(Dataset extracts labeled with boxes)

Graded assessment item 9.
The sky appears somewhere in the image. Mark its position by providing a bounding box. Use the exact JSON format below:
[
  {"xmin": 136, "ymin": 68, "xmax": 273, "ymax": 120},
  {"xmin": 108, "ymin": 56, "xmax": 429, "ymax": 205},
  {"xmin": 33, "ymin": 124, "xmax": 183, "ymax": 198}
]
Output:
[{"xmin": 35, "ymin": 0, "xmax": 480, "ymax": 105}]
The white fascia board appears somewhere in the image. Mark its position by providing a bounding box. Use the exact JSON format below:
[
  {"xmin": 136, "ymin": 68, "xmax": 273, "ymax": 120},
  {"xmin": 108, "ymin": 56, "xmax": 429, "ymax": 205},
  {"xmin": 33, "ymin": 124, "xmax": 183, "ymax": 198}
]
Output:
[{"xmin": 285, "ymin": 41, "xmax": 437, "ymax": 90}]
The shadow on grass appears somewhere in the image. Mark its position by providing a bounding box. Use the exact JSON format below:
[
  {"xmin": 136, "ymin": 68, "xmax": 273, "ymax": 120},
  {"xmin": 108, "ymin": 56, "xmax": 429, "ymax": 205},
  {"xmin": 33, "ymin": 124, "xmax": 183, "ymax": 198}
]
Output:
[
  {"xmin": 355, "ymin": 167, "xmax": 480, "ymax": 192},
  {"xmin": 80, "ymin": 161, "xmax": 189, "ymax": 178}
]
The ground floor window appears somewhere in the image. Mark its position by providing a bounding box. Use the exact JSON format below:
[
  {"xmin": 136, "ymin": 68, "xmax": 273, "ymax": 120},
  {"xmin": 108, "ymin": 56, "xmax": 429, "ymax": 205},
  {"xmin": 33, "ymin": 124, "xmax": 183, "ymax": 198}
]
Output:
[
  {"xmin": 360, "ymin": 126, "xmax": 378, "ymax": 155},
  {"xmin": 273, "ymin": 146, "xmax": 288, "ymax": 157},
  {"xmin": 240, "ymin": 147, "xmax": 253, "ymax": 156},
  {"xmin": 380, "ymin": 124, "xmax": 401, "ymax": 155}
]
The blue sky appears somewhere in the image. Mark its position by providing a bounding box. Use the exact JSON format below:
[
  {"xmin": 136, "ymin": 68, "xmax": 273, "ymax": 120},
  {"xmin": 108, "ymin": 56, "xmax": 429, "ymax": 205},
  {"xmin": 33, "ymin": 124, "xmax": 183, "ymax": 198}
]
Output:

_THE REQUEST:_
How many lines of the records contain the word "somewhere"? Reply with the number alone.

_OUTPUT OF THE EXERCISE:_
5